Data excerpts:
________

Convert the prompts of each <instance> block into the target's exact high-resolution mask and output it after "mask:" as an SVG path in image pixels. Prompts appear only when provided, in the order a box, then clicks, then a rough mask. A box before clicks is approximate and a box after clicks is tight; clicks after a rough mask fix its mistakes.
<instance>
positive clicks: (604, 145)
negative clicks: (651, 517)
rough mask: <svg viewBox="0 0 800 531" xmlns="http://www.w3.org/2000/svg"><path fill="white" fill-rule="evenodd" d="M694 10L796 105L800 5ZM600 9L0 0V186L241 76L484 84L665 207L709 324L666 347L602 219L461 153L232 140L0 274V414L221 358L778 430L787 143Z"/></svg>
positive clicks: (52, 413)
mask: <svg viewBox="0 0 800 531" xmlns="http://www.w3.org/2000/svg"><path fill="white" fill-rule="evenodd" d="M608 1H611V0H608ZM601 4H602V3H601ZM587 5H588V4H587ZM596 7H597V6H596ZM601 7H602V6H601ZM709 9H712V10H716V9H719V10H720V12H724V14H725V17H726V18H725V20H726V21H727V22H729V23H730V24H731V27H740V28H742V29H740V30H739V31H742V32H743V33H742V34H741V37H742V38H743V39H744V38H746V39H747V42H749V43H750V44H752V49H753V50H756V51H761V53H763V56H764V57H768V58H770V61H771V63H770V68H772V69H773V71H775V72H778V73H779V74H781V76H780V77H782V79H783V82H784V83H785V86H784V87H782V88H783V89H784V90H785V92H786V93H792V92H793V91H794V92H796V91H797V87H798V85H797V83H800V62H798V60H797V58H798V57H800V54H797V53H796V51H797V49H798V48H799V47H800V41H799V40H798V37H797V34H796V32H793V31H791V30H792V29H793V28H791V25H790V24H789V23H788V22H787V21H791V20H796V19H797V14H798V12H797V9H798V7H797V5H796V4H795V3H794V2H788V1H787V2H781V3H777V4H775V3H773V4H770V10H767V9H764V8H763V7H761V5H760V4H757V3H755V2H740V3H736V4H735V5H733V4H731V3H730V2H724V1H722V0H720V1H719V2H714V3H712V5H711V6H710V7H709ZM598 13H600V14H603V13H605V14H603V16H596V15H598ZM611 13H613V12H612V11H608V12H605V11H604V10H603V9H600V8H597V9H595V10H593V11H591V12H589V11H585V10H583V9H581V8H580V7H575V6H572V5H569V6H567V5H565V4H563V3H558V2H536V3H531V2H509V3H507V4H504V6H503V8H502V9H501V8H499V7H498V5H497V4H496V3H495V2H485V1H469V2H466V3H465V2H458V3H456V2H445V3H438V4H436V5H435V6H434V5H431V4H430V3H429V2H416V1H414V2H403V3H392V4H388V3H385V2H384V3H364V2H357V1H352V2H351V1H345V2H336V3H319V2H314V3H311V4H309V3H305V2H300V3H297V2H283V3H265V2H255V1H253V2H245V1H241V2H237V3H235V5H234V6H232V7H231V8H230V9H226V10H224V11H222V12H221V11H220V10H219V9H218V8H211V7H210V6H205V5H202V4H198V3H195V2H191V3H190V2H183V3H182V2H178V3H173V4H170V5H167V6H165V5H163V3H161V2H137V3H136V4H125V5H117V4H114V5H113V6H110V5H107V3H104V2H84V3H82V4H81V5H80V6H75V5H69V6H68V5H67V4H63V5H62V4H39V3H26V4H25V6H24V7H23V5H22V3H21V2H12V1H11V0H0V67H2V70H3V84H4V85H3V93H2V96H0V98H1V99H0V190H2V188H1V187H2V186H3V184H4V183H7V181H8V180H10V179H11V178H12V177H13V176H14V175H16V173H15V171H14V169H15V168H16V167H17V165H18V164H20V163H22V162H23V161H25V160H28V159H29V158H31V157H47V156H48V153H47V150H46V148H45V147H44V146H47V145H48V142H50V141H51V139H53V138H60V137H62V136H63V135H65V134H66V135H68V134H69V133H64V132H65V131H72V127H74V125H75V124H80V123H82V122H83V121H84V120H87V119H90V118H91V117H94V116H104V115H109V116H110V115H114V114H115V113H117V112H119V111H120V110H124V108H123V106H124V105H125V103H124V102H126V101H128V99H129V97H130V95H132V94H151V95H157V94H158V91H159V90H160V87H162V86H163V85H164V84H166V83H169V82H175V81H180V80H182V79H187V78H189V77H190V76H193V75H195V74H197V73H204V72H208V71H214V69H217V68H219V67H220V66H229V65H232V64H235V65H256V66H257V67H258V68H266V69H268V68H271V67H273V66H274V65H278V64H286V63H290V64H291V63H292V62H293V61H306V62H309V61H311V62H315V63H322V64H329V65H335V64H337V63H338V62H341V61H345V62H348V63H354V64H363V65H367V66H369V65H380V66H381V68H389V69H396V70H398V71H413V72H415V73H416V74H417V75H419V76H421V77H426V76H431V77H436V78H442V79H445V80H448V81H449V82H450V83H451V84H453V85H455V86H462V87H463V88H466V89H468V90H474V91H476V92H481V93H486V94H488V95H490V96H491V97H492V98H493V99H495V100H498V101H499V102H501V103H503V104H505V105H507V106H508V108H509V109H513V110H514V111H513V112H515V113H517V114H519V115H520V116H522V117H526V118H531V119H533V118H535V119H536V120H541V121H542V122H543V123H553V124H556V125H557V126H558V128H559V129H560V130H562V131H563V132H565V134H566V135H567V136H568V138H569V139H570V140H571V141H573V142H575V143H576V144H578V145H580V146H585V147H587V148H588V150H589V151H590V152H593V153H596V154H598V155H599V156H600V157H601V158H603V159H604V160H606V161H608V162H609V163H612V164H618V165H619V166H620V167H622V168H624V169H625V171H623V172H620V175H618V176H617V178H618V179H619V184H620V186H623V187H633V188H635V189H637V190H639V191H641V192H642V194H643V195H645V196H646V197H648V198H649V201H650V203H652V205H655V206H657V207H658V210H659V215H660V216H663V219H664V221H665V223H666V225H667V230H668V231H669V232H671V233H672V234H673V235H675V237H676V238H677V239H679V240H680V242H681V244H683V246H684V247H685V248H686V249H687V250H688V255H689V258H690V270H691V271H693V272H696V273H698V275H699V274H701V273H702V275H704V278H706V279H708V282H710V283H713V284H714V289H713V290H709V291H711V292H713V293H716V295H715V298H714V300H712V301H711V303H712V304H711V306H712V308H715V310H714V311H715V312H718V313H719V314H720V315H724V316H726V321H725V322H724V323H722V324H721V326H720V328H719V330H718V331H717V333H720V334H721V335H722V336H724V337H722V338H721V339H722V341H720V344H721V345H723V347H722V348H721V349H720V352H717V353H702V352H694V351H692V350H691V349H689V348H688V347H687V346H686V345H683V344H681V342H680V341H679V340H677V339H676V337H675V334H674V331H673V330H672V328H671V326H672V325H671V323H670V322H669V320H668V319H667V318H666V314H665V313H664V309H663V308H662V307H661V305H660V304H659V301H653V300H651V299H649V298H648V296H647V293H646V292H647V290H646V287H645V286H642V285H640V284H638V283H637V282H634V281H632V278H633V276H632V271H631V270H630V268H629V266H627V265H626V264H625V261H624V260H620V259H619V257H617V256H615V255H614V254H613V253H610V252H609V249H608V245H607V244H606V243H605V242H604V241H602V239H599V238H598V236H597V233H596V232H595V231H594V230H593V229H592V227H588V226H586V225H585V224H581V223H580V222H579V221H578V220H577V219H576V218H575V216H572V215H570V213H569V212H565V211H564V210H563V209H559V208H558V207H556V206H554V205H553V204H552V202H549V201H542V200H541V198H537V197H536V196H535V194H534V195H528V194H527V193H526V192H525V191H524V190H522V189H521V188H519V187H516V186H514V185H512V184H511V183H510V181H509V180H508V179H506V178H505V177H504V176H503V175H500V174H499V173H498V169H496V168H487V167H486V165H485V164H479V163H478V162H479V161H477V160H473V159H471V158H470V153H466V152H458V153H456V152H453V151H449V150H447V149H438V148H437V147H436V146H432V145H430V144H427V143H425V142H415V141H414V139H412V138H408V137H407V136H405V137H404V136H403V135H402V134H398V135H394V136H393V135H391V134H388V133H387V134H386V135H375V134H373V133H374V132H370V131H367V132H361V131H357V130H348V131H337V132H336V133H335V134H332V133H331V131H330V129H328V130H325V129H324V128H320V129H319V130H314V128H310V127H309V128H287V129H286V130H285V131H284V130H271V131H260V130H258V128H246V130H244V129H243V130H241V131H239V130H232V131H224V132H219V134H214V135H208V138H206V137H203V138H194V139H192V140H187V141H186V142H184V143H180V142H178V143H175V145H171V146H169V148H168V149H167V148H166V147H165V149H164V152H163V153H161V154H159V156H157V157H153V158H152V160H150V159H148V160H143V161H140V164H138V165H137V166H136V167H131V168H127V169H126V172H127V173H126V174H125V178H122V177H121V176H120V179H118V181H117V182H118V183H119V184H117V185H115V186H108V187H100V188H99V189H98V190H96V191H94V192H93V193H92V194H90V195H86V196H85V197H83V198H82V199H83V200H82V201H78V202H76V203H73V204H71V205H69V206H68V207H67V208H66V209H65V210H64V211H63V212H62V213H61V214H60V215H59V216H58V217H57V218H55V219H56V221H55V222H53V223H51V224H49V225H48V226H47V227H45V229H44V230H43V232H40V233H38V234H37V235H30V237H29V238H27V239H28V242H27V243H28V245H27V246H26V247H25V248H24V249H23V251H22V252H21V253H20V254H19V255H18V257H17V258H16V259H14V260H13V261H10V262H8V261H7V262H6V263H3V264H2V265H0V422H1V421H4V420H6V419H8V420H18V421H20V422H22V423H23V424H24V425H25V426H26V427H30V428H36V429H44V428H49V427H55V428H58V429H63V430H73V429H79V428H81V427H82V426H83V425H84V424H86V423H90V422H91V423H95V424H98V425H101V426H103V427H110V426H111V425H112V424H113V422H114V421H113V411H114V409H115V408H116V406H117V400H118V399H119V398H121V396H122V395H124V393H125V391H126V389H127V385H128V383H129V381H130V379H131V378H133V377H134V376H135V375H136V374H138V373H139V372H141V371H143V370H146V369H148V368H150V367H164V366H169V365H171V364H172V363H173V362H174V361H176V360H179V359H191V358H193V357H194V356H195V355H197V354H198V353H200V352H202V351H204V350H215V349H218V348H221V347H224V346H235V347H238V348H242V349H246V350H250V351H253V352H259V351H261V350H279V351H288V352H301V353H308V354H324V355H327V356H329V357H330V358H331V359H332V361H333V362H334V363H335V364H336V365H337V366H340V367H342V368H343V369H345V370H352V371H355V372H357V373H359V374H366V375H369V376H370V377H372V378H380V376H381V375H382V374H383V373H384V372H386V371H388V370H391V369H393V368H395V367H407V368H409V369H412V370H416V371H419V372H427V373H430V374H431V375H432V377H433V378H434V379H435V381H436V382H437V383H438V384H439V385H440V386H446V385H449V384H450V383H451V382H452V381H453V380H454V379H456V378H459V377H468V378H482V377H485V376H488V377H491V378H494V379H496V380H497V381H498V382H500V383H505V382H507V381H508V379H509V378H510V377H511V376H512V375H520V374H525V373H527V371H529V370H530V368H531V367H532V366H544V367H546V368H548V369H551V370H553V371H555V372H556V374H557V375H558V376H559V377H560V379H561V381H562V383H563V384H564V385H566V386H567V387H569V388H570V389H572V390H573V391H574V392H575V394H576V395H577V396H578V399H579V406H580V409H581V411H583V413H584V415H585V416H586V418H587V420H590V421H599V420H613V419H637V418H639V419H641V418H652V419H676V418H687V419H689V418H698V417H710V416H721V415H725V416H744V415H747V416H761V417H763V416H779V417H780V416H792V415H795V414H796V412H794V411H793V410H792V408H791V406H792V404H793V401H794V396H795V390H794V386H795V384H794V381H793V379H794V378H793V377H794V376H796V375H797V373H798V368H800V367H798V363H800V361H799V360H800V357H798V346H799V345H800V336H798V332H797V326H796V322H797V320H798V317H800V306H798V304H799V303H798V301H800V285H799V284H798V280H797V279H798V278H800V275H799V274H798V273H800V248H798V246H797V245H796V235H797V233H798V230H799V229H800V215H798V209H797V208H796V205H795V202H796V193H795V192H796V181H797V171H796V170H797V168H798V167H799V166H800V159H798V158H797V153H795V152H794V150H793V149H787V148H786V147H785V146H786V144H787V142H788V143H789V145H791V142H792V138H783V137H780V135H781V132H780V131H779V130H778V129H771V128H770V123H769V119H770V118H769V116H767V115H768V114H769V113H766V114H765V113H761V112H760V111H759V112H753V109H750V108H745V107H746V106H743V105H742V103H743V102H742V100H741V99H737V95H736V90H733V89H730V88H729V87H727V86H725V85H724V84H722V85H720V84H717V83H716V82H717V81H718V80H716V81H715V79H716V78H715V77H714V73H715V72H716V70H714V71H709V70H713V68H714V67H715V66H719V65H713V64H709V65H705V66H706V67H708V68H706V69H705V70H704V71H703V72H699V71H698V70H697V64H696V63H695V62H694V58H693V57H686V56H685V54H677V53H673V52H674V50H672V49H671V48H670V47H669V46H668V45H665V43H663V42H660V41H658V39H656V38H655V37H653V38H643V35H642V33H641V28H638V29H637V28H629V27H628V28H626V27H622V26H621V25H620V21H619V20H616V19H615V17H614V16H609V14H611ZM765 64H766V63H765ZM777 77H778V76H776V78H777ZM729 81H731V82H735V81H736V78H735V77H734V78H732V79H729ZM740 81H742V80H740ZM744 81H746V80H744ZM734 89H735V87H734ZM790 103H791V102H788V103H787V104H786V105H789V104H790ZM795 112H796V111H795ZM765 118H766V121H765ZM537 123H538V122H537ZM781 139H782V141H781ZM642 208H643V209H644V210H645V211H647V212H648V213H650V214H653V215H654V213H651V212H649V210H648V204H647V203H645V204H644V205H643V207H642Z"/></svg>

________

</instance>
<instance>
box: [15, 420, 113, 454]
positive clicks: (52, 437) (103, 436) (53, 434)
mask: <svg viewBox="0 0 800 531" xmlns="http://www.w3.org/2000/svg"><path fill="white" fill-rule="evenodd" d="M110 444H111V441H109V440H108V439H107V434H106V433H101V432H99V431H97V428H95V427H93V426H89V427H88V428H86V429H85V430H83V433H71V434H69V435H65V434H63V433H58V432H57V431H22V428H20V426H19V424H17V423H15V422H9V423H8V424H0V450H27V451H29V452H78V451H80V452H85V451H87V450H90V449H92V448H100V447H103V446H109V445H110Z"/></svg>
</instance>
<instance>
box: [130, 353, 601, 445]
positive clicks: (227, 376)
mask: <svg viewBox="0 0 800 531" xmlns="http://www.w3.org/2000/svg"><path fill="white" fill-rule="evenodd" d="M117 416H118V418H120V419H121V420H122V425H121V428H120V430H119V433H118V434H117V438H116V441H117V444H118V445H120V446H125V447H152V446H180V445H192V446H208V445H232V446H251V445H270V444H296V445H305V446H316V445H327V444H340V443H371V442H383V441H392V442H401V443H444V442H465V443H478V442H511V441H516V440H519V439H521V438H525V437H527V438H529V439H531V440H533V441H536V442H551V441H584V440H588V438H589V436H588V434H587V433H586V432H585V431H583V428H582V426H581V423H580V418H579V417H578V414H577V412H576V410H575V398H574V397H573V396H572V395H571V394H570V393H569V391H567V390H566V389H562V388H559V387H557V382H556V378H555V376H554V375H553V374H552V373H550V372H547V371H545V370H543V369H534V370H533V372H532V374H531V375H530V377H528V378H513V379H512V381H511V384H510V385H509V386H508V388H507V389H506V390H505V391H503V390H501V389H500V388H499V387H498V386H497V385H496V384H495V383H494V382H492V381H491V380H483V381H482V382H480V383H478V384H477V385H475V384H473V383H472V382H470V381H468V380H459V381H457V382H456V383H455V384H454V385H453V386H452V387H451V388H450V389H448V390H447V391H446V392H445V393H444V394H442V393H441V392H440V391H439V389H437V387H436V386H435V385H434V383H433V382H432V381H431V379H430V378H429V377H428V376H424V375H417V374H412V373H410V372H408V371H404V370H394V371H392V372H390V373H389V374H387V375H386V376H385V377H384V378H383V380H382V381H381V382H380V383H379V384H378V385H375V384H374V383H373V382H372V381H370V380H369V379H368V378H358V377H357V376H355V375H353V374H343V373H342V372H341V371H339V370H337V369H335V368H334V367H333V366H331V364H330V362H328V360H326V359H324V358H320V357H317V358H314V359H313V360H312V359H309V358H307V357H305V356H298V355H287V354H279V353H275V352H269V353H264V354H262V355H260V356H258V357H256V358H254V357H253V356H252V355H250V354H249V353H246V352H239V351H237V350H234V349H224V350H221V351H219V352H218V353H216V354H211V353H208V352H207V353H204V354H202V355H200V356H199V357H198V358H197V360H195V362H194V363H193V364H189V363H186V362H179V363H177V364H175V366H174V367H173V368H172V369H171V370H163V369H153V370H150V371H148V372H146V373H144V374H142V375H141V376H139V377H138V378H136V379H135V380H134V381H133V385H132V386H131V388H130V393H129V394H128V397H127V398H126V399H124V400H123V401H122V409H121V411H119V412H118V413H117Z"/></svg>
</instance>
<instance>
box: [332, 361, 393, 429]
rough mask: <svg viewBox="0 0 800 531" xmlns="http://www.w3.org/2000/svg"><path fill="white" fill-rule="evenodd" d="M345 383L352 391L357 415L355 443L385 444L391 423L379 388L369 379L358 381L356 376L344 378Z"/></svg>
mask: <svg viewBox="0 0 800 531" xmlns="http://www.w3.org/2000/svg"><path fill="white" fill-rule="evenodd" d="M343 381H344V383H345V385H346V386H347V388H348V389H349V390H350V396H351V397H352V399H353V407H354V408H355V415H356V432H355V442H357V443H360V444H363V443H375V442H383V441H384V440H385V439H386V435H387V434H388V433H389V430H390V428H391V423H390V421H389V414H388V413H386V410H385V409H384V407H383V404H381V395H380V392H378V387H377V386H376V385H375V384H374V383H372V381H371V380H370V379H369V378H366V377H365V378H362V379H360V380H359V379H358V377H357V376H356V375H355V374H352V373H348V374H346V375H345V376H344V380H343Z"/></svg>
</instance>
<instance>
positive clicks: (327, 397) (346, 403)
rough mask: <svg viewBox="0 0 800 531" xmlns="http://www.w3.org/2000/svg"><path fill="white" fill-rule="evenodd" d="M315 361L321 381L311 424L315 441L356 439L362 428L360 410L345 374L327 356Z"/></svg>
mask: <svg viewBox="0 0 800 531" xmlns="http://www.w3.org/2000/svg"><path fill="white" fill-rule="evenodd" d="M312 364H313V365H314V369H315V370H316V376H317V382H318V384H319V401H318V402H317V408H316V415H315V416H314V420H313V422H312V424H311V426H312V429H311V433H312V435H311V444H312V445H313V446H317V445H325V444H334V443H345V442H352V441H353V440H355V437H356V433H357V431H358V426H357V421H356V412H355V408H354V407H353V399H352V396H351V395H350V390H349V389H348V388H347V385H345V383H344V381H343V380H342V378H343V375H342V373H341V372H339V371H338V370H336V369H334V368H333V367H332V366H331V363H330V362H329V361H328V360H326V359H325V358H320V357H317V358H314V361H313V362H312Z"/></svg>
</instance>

________

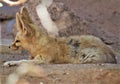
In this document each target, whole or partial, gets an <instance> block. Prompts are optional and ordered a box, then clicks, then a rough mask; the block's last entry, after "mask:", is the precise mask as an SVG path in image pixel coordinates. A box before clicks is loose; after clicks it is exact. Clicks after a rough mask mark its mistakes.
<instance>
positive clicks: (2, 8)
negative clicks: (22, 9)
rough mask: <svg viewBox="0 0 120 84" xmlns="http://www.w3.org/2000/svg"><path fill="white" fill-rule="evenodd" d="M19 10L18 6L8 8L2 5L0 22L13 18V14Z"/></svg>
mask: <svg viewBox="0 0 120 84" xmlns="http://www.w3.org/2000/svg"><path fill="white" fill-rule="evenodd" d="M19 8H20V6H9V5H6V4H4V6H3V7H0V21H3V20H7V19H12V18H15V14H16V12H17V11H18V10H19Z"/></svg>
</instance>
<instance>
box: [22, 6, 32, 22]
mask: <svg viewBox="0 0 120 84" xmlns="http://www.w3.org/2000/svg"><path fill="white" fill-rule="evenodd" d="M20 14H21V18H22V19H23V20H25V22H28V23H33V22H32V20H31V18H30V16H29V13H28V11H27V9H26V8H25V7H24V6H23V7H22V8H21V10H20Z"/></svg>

________

## About this exercise
Return the lines from the line with "Convert the prompts" to the line with "negative clicks: (651, 517)", both included, copied character for character.

## The completed task
Convert the prompts of each <instance> block into the target's exact high-resolution mask and output it after "mask:" as an SVG path in image pixels. Prompts appear only when provided, in the order a box, then clicks, then a rough mask. A box before clicks is approximate and a box after clicks is tight; clicks after a rough mask fix its mistakes.
<instance>
positive clicks: (604, 145)
negative clicks: (651, 517)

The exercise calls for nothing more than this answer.